*DATASET CONTENT*:
----

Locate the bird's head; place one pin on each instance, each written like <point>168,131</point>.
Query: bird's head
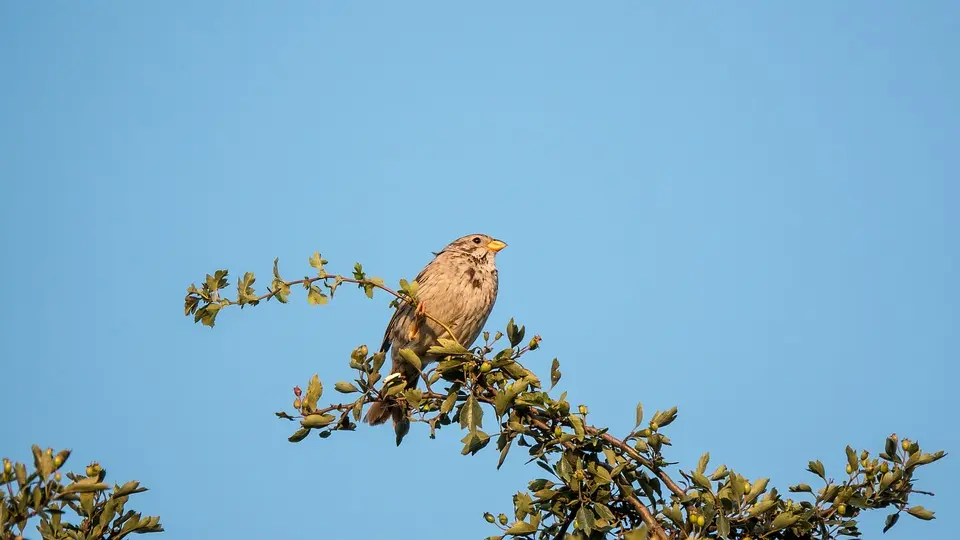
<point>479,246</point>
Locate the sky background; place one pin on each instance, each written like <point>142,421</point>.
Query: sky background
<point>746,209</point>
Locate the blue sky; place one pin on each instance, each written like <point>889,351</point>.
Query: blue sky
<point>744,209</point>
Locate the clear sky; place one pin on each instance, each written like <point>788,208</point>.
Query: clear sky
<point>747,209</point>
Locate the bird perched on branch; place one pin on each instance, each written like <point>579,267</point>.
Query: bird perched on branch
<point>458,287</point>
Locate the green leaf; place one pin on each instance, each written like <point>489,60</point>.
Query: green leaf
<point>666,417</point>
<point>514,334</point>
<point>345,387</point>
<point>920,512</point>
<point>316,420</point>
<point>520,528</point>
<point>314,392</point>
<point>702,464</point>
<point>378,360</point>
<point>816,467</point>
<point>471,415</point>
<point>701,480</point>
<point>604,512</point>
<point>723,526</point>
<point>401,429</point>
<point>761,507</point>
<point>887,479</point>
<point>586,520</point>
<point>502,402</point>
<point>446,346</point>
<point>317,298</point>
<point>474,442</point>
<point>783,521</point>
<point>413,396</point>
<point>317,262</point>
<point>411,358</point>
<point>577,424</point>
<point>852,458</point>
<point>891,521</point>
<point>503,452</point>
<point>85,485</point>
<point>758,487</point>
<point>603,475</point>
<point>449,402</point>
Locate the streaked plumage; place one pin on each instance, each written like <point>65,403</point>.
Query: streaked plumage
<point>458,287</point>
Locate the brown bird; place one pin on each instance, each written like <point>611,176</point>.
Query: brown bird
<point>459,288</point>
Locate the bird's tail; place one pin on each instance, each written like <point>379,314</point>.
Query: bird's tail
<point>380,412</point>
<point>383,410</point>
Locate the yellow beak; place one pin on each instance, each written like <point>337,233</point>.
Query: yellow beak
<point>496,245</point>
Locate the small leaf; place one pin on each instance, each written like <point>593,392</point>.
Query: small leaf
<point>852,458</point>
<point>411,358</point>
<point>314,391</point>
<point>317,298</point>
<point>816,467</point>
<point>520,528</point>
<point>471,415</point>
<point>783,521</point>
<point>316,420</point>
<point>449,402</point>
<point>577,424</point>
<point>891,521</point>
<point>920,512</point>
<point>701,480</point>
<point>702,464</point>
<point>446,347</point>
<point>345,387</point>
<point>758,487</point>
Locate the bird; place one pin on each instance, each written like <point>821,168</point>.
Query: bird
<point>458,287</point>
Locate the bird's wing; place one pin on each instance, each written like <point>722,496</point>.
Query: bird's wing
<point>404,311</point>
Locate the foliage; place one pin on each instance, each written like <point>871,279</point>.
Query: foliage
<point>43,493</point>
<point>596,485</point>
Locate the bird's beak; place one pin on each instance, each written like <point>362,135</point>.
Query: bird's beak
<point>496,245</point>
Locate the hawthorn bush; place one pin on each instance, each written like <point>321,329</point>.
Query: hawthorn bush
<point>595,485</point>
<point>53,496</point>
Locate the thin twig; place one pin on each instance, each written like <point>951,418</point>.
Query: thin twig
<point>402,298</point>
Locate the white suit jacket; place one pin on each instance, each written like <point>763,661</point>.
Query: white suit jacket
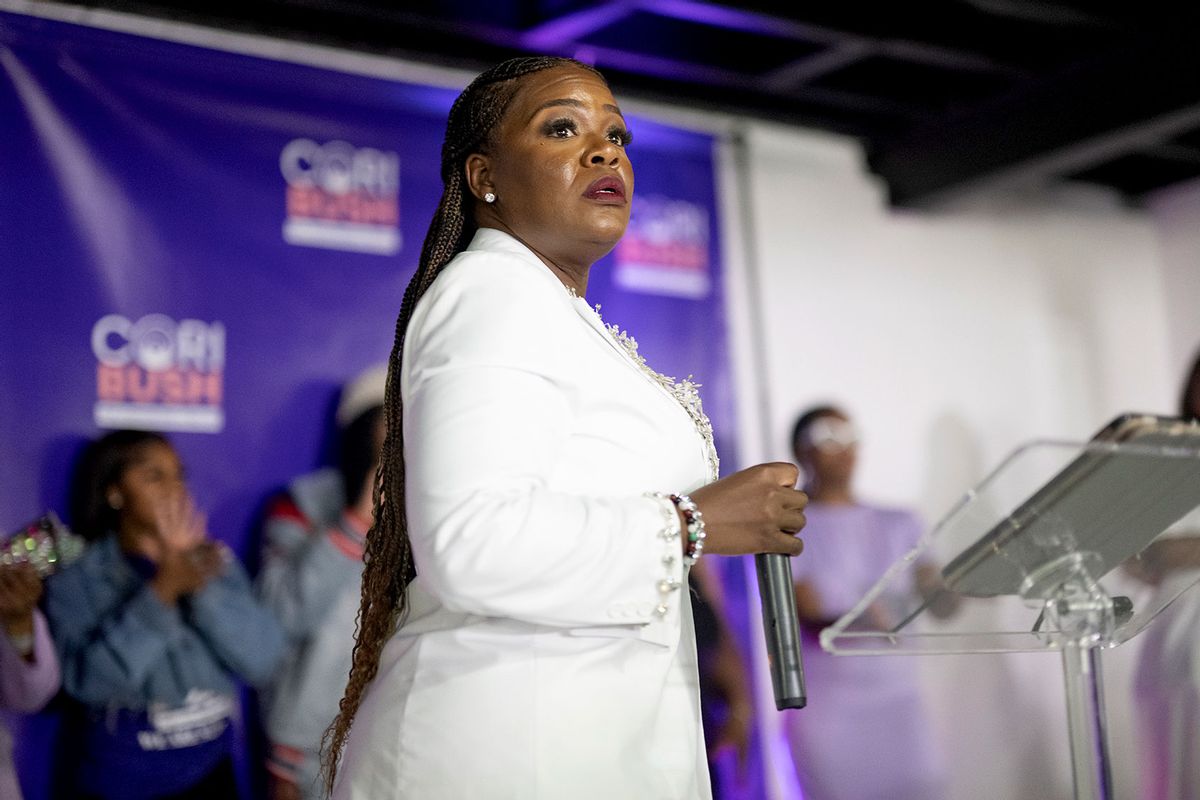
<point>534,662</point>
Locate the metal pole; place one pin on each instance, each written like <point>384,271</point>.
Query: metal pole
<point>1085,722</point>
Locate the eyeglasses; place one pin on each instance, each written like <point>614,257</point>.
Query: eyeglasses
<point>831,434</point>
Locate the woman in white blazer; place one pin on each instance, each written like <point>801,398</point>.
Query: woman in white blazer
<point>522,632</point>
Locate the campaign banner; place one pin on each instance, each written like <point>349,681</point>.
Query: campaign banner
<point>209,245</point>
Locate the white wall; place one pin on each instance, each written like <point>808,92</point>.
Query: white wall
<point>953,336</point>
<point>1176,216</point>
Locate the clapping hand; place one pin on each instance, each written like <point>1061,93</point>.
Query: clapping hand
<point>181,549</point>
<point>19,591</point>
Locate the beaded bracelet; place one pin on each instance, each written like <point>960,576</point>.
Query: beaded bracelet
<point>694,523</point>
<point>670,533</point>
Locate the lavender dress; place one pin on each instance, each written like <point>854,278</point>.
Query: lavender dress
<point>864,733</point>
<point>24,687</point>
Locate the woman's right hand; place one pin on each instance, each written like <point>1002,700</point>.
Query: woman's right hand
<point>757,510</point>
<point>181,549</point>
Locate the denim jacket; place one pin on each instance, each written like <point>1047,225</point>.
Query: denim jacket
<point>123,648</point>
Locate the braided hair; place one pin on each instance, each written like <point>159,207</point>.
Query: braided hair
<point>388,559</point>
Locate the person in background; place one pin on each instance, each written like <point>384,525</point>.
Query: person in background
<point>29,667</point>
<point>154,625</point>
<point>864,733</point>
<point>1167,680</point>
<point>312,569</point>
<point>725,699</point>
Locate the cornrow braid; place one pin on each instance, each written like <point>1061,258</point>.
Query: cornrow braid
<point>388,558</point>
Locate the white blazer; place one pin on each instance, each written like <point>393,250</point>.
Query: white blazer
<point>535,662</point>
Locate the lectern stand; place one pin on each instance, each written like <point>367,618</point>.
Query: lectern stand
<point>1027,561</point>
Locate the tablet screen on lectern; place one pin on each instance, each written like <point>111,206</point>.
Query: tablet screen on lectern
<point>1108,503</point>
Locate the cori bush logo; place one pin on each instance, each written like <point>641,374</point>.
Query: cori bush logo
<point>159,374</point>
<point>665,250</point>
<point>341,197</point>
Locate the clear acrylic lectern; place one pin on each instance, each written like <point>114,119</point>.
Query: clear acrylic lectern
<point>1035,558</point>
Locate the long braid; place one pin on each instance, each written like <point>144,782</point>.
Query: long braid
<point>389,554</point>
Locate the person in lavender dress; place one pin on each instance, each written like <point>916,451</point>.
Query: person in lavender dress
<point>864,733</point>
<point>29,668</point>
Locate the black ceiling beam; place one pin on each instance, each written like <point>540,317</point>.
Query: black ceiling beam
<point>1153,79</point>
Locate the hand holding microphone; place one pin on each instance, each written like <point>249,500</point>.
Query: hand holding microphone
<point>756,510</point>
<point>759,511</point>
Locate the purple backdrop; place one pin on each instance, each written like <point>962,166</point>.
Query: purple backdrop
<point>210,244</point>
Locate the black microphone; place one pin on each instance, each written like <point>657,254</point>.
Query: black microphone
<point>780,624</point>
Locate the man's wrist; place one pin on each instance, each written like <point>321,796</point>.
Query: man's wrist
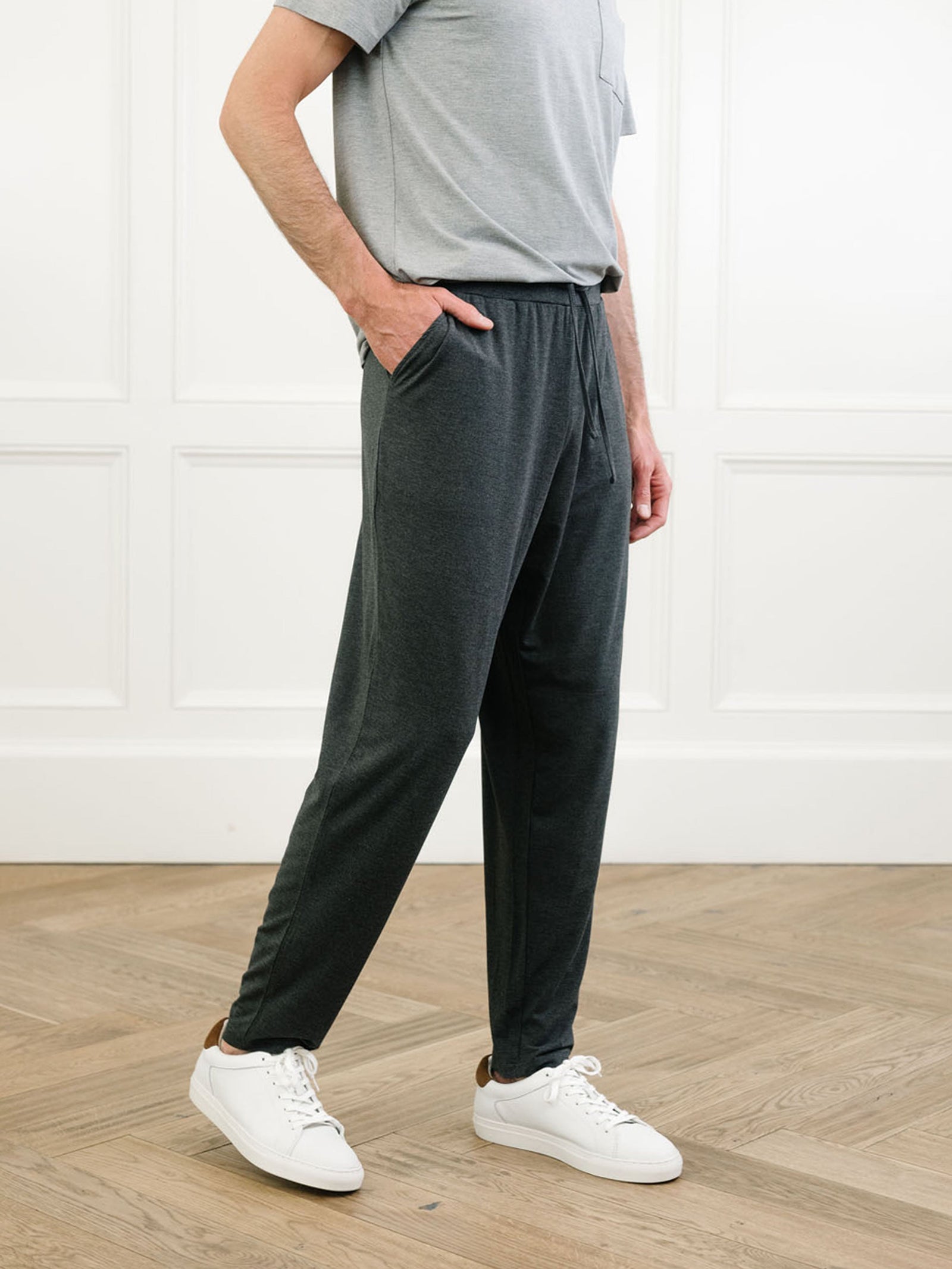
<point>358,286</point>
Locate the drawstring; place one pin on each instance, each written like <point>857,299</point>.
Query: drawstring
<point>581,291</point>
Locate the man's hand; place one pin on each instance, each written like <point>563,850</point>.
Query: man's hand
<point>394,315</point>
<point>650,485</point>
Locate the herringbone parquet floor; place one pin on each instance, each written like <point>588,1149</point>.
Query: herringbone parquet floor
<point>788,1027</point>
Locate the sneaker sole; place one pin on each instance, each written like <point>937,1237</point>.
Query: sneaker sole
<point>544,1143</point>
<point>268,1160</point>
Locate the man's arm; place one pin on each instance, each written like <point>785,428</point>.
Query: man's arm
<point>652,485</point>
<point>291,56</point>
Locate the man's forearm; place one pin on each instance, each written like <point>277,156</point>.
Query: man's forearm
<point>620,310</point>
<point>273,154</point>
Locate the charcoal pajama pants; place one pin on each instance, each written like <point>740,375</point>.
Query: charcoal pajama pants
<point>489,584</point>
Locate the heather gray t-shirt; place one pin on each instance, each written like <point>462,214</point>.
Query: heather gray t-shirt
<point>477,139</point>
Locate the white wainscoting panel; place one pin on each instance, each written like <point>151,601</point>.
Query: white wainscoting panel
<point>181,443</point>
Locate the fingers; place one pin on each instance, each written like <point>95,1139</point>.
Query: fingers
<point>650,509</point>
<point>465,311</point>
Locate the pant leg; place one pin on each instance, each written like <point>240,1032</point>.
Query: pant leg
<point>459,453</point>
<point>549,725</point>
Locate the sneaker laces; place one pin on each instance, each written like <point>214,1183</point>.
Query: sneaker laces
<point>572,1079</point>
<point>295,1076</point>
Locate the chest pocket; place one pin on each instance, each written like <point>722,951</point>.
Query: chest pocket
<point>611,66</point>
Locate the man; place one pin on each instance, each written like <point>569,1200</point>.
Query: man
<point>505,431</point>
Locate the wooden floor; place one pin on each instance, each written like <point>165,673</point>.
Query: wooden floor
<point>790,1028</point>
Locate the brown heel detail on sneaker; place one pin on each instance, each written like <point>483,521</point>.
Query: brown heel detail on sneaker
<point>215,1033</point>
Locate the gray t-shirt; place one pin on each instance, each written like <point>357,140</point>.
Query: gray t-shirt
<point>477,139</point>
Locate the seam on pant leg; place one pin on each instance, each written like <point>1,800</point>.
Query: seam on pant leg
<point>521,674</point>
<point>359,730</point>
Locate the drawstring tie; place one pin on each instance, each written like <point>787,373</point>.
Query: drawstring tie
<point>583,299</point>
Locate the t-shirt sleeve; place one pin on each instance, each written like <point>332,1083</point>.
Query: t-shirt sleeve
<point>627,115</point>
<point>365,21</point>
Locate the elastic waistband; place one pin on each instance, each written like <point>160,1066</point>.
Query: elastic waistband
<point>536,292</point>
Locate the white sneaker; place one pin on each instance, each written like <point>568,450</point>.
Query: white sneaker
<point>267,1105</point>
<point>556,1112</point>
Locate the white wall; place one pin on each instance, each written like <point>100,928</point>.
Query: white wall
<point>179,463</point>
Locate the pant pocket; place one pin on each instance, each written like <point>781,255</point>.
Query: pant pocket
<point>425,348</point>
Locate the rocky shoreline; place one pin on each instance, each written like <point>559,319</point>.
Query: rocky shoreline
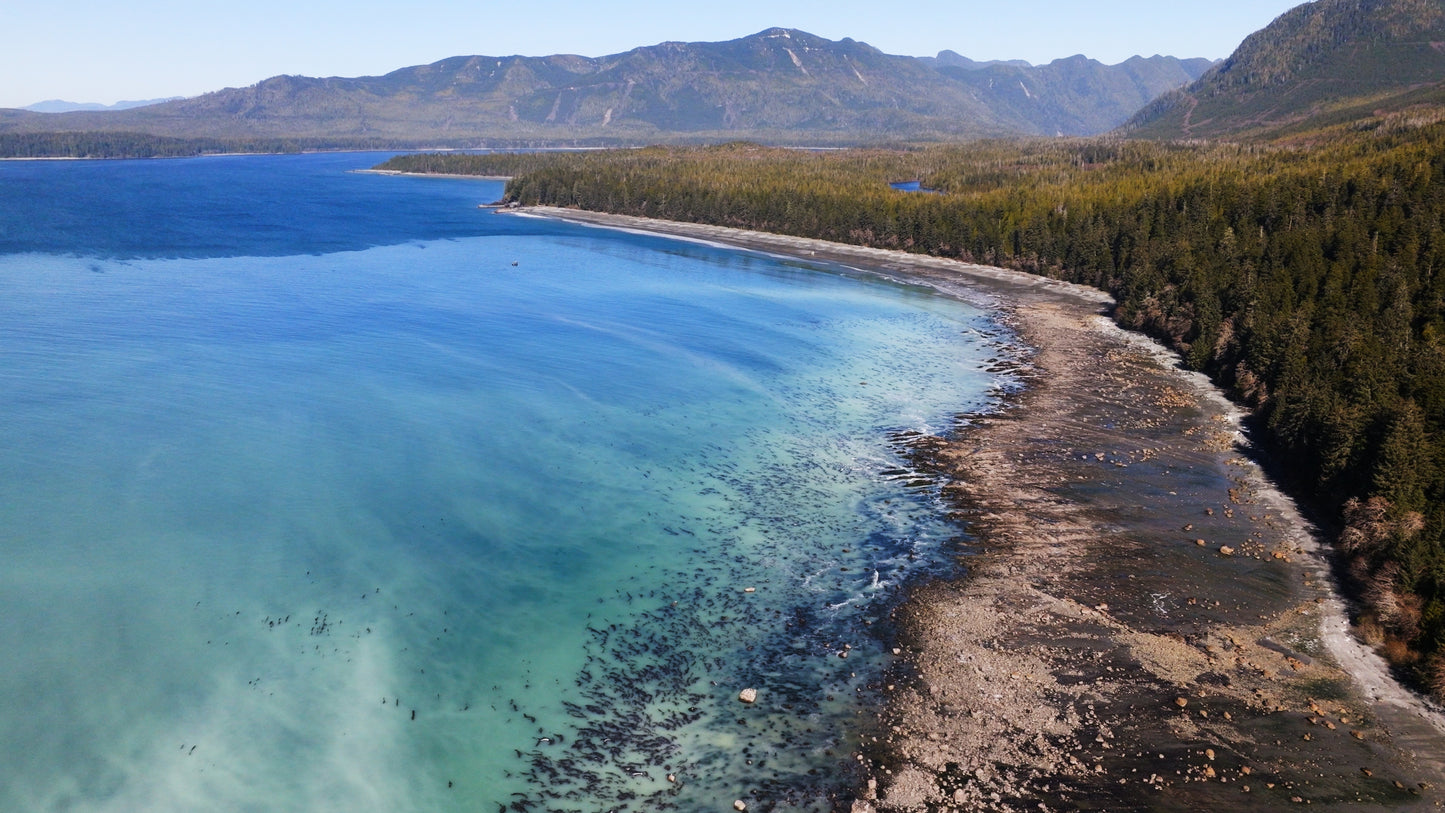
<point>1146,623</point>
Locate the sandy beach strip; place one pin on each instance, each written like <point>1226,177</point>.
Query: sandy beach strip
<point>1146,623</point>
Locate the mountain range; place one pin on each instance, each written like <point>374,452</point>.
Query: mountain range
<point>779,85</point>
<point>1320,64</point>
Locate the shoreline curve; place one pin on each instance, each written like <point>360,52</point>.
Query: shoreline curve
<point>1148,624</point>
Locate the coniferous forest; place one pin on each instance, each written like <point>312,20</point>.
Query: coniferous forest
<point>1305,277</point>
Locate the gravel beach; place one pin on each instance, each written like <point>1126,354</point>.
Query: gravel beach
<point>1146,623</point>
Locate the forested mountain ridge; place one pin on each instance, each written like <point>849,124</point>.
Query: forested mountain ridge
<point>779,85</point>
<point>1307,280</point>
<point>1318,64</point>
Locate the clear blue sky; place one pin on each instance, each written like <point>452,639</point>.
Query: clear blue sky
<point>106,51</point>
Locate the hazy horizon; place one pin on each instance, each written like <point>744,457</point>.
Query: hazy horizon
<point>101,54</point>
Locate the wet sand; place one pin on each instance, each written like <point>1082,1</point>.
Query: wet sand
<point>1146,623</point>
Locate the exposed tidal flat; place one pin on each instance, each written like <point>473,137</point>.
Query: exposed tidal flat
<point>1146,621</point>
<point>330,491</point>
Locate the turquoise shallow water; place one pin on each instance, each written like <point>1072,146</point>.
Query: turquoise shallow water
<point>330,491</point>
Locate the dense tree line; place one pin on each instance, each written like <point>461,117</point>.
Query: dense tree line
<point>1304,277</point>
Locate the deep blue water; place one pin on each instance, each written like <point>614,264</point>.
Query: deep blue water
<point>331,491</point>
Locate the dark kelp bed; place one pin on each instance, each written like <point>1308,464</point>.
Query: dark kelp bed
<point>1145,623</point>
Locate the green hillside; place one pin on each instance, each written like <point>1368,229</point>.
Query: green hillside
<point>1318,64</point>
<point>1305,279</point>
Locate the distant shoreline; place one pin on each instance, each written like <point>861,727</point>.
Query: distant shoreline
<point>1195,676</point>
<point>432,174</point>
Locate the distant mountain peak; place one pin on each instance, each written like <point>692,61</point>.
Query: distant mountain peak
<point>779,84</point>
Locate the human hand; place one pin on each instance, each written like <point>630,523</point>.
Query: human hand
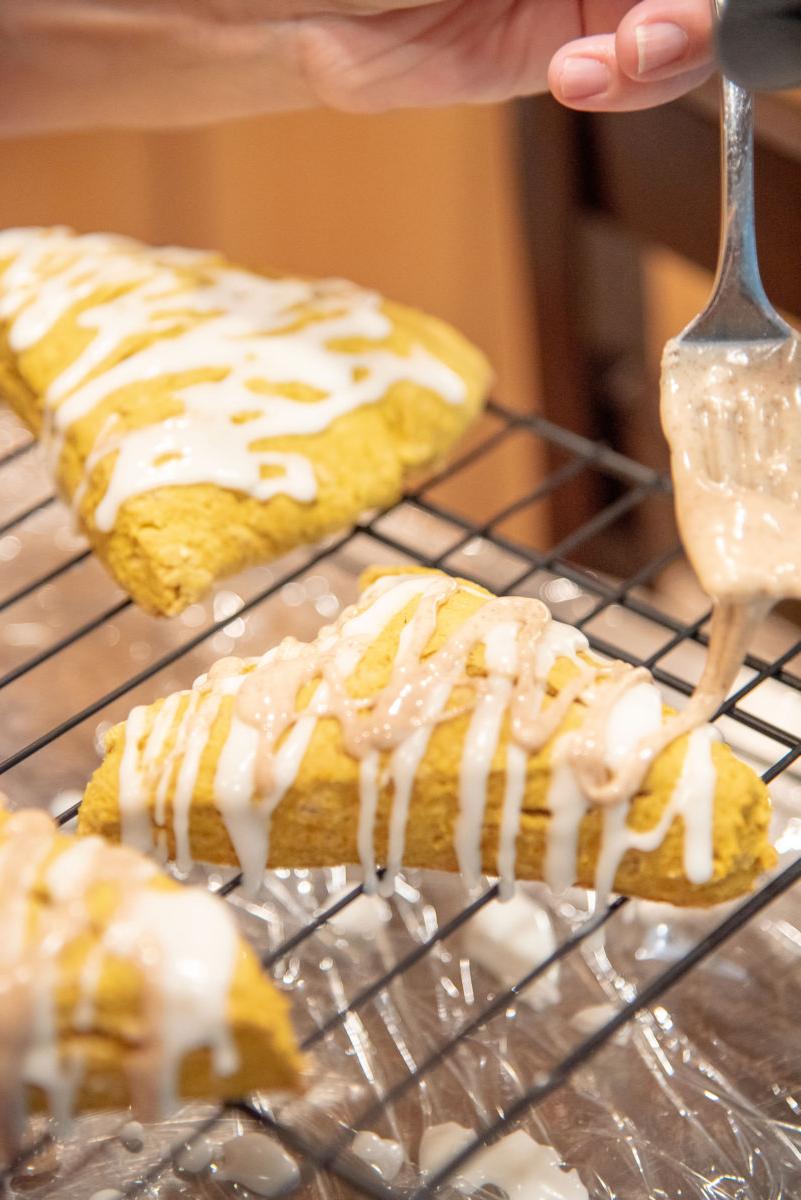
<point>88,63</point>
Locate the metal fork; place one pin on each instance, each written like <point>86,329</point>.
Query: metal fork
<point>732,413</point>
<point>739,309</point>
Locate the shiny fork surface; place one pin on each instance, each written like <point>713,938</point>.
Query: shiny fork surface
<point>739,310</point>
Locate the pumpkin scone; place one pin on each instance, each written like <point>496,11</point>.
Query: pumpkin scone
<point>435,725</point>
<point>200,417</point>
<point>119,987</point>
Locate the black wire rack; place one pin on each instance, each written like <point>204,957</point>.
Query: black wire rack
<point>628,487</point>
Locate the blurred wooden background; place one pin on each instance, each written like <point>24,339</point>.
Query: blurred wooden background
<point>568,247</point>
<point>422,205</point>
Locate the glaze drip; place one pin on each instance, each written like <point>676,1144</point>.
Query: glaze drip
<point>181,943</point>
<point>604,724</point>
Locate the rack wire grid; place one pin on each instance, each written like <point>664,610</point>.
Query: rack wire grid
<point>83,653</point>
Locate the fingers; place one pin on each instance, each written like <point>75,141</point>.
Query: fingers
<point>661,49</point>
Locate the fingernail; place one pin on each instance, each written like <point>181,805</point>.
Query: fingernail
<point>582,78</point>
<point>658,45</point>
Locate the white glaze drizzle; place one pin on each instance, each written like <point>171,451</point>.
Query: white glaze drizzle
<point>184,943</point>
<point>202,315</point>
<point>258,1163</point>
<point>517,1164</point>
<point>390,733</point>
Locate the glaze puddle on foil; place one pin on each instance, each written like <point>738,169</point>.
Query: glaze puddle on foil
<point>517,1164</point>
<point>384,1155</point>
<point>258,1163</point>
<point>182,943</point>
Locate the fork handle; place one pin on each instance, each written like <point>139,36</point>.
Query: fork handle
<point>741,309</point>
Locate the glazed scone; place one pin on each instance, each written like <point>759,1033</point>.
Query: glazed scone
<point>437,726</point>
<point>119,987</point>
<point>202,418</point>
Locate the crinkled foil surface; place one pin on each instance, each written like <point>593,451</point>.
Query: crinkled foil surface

----

*THE REQUEST*:
Reproduce, unchanged, the lines of the records above from the line containing "Locate the tablet" through the line containing "<point>1153,79</point>", including both of those lines.

*WRITTEN RESPONSE*:
Locate the tablet screen on lectern; place one pin on each instance, each written like <point>111,206</point>.
Query: tablet screen on lectern
<point>1108,503</point>
Locate the cori bush logo; place one pin on each instance, each written like <point>641,374</point>.
Query: cori bush logo
<point>159,374</point>
<point>665,250</point>
<point>341,197</point>
Locate the clear acrylic lectern; place one pin on each instance, each written like <point>114,119</point>.
Query: clear acrylic lectern
<point>1035,558</point>
Locate the long braid; place one pin on each instance, each written like <point>144,782</point>.
Query: long braid
<point>389,554</point>
Locate the person in lavender dress; place one pin on each instance, each written like <point>916,451</point>.
Query: person in lavender dress
<point>864,733</point>
<point>29,668</point>
Locate the black ceiling beam; place one pin on each instance, each written like <point>540,317</point>.
Query: black ceiling beam
<point>1153,79</point>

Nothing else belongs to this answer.